→ **TRY IT**: What you return should be the lines of the data containing "before", each in full.

START EXERCISE INPUTS

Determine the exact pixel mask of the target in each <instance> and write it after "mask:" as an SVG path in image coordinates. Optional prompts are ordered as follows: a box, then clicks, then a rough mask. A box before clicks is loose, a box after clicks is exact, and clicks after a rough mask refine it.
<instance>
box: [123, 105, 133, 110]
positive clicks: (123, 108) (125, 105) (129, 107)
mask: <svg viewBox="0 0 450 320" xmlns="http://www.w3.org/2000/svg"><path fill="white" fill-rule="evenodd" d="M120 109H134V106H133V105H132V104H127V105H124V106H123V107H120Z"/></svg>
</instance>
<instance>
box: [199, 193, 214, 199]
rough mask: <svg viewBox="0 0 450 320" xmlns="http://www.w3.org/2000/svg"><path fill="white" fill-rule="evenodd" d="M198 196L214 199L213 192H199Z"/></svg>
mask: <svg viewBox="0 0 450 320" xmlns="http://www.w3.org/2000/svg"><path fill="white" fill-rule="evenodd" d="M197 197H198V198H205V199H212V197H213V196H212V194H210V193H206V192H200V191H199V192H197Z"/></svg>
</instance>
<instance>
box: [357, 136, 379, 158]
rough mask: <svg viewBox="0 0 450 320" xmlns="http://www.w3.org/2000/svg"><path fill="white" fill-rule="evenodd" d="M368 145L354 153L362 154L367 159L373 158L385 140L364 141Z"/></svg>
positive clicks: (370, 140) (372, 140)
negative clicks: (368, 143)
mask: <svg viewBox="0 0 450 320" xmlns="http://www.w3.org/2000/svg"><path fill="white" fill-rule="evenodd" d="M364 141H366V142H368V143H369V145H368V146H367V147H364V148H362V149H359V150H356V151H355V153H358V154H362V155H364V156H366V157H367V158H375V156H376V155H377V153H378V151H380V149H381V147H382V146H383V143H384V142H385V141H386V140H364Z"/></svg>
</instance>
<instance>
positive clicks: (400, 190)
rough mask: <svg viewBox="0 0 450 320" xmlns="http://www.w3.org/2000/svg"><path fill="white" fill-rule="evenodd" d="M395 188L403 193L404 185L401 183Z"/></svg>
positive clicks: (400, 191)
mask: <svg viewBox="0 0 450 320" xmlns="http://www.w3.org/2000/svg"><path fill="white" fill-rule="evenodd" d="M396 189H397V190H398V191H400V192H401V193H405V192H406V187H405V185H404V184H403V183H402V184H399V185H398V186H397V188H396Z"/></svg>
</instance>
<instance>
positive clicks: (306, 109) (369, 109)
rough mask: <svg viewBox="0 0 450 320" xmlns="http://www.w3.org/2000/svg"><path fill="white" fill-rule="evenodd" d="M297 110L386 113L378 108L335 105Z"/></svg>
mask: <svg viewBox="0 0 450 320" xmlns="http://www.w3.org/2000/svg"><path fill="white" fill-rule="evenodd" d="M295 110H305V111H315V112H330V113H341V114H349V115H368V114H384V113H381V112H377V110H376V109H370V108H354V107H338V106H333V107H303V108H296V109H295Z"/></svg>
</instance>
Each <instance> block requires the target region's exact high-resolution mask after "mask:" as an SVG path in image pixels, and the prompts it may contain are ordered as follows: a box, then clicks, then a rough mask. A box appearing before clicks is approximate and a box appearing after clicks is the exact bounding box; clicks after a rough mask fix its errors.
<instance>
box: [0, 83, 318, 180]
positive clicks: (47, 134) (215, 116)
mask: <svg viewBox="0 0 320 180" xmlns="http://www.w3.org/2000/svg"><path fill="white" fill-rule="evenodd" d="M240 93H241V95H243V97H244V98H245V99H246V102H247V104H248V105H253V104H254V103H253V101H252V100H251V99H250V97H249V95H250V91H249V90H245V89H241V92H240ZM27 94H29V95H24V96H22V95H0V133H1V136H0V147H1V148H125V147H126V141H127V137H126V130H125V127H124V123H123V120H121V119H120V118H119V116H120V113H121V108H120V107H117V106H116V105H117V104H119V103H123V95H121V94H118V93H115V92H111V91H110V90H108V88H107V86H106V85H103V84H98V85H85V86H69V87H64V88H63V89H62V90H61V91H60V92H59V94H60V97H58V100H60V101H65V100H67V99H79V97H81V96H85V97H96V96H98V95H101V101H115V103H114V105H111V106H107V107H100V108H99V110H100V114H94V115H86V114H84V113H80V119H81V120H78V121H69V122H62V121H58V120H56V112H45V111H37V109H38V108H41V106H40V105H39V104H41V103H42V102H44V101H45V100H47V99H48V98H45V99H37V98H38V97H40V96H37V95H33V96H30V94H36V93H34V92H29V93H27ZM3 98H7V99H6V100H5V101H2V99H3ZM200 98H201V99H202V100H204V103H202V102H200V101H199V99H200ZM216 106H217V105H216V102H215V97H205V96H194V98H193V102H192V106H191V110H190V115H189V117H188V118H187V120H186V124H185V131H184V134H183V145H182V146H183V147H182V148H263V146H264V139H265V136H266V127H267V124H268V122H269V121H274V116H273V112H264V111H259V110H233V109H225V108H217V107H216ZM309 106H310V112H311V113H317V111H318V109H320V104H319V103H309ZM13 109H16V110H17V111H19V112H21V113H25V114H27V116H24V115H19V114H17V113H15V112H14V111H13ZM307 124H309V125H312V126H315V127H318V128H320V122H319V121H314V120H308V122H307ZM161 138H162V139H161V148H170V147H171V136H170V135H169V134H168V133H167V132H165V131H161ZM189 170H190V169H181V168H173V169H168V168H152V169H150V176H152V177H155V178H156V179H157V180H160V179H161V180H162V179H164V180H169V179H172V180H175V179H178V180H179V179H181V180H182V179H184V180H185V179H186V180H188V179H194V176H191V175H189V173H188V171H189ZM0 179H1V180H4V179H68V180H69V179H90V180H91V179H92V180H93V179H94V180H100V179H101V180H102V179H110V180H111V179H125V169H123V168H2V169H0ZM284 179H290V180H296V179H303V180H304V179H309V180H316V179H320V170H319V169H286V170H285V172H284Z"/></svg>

END EXERCISE INPUTS

→ **WORKED SOLUTION**:
Determine the exact pixel mask of the target in each <instance> and write it after "mask:" as an SVG path in image coordinates. Optional prompts are ordered as follows: a box, then clicks, then a rough mask. A box before clicks is loose, a box after clicks is exact, and clicks after a rough mask refine it.
Each <instance> block requires the target region's exact high-resolution mask after "mask:" as an SVG path in image pixels, and the prompts it may contain are ordered as follows: a box, then clicks, then a rough mask. A box appearing before clicks is approximate and a box appearing after clicks is the exact bounding box; clicks after a rough mask fix its errors.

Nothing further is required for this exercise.